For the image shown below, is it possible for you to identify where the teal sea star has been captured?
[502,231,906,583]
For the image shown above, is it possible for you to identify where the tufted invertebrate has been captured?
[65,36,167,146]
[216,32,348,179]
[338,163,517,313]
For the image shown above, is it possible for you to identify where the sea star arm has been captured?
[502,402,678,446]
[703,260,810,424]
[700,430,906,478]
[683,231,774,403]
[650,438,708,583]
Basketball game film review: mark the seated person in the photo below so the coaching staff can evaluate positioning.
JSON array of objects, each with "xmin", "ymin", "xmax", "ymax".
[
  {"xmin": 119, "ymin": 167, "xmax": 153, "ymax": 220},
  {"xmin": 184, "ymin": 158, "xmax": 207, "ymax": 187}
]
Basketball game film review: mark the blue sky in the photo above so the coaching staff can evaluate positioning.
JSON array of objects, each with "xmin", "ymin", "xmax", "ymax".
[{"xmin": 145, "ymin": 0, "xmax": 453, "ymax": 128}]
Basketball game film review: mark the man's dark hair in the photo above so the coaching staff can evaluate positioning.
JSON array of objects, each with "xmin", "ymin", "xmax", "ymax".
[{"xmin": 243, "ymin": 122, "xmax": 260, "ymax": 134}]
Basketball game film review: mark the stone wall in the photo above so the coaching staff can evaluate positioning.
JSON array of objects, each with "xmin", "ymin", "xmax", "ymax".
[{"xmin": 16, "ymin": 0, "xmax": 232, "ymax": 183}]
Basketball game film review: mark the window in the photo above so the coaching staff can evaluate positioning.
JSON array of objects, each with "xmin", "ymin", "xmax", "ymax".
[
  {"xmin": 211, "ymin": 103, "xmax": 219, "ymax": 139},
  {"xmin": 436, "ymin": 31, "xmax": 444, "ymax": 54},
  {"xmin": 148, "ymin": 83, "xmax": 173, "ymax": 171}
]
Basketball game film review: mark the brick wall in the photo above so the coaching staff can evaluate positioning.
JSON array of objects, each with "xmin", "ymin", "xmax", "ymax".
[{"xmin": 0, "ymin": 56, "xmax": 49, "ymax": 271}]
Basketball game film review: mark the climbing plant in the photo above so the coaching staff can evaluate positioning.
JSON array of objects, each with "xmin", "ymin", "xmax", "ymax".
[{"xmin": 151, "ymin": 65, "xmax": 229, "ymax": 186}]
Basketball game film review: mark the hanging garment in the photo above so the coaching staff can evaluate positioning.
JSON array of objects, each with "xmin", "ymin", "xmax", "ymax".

* * *

Reproduce the stretch from the line containing "Basketball game film review: mark the man's" through the end of the records, keeping the requests, and shift every bounding-box coordinate in the answers by -24.

Basketball game film review: mark the man's dark hair in the photo above so the coaching staff can evaluate positioning.
JSON array of objects, each with "xmin", "ymin", "xmax", "ymax".
[{"xmin": 219, "ymin": 98, "xmax": 236, "ymax": 110}]
Basketball game film review: mark the stone wall in the photo above so the coaching staff can evaluate positioning.
JSON array of objects, each with "xmin", "ymin", "xmax", "ymax".
[{"xmin": -8, "ymin": -24, "xmax": 208, "ymax": 159}]
Basketball game film review: mark the window in the photo above so the coaching staff can evaluate positioning.
JSON array of objects, each with "xmin", "ymin", "xmax", "ymax".
[
  {"xmin": 187, "ymin": 79, "xmax": 195, "ymax": 115},
  {"xmin": 412, "ymin": 7, "xmax": 420, "ymax": 30},
  {"xmin": 124, "ymin": 59, "xmax": 149, "ymax": 147}
]
Basketball game film review: mark the brick wall in the photo above so the coaching staff can evaluate positioning.
JSON array of objects, each with "xmin", "ymin", "xmax", "ymax".
[{"xmin": -24, "ymin": 32, "xmax": 25, "ymax": 247}]
Basketball game film review: mark the climbing plant in the photo above so the coaching staff can evaluate positioning.
JSON array of objects, each with "xmin", "ymin", "xmax", "ymax".
[{"xmin": 127, "ymin": 41, "xmax": 205, "ymax": 162}]
Basketball game film review: mark the hanging garment in the photo above so the coaching staff can evaluate positioning.
JSON array of objects, each with "xmin", "ymin", "xmax", "ymax".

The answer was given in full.